### Excerpted records
::::

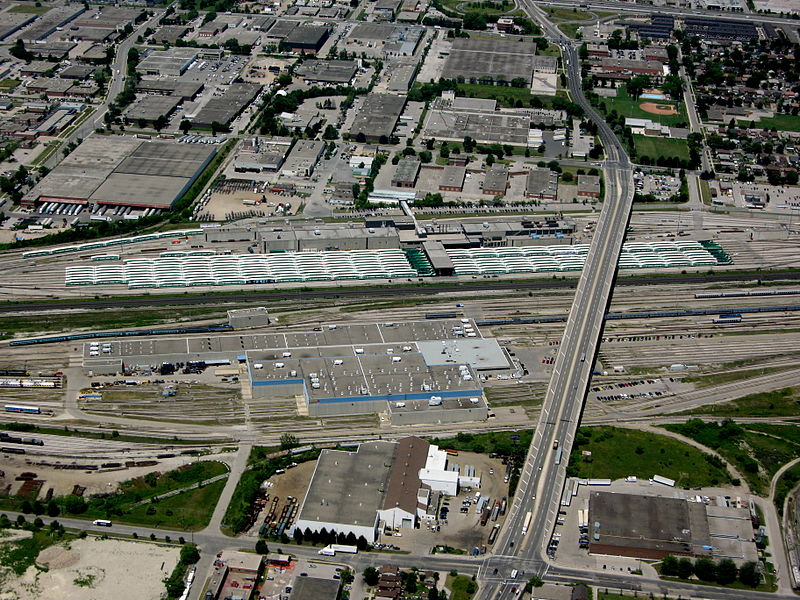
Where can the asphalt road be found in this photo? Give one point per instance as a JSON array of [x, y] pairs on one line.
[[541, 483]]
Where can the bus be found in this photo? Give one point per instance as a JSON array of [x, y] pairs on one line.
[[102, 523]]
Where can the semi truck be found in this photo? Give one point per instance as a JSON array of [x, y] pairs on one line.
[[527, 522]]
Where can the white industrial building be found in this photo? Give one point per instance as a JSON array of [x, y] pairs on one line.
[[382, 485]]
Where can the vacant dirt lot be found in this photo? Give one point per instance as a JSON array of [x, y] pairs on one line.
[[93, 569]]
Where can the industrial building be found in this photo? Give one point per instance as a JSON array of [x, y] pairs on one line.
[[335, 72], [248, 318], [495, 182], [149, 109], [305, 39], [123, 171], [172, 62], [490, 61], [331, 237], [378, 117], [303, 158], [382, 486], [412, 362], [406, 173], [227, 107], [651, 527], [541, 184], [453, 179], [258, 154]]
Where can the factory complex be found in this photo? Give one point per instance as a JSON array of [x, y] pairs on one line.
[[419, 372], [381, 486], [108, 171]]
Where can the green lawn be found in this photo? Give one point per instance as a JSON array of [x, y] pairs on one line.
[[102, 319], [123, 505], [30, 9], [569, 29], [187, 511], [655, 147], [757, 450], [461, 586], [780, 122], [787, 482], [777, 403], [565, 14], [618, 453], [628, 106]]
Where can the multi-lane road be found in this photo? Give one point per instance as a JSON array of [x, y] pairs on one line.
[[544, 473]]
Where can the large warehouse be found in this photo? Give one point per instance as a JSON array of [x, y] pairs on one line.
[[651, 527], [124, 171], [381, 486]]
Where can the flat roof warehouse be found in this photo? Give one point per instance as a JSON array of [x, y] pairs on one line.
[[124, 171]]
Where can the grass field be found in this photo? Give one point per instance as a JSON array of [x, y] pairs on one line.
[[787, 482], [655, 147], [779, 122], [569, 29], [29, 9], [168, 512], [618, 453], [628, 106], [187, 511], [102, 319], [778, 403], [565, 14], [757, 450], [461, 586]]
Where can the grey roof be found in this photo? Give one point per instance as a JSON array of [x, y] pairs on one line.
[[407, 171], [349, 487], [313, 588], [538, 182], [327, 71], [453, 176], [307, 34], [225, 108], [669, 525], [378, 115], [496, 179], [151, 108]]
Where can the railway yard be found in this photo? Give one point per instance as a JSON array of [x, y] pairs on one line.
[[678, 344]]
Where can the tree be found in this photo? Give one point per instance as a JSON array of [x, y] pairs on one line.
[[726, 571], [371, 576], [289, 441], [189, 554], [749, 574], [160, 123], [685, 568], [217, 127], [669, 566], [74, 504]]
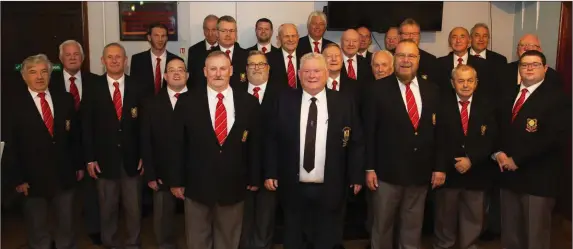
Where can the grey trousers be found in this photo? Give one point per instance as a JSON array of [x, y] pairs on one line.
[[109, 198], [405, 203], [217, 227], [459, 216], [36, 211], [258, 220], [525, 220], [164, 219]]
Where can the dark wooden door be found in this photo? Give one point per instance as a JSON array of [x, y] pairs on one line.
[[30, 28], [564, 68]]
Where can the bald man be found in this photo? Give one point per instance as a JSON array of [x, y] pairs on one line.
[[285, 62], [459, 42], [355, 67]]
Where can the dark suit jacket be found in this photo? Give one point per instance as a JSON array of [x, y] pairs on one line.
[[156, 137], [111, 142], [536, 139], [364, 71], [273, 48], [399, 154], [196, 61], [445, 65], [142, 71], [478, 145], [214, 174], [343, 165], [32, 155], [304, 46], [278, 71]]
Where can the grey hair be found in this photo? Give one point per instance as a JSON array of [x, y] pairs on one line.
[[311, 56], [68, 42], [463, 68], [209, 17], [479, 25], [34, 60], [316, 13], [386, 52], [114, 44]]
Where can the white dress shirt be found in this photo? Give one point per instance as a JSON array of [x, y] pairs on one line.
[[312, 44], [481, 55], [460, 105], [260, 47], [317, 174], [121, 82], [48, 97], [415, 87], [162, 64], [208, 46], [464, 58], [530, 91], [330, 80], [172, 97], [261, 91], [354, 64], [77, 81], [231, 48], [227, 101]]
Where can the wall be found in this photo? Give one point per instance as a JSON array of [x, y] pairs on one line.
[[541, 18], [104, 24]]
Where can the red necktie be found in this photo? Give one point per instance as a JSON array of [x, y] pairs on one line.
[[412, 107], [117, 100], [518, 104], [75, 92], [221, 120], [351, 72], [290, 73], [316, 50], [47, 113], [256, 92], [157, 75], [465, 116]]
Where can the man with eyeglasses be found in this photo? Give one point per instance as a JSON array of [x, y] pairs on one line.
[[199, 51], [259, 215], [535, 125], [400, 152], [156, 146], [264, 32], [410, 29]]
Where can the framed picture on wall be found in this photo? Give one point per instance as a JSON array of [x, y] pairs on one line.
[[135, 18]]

::::

Please write out the listing word for word, from its start through the line containing "[[93, 569]]", both ends included, and leave the pictures out.

### Task response
Where can the asphalt road be found in this photo? Give one point per instance as a JSON array of [x, y] pairs on one line.
[[541, 483]]
Where can the bus be found in this photo? Give one point per instance as a JSON array of [x, y] pairs on one line.
[[102, 523]]
Where can the semi truck be found in this photo? Give one point per instance as a JSON array of [x, y] pairs on one line.
[[527, 522]]
Where can the white industrial building be found in this photo? Give one point per instance as a JSON array of [x, y] pairs on one line.
[[382, 485]]
Where can the vacant dirt lot be found in this photo? Give one point per instance as a JSON array of [x, y] pairs on one line.
[[93, 569]]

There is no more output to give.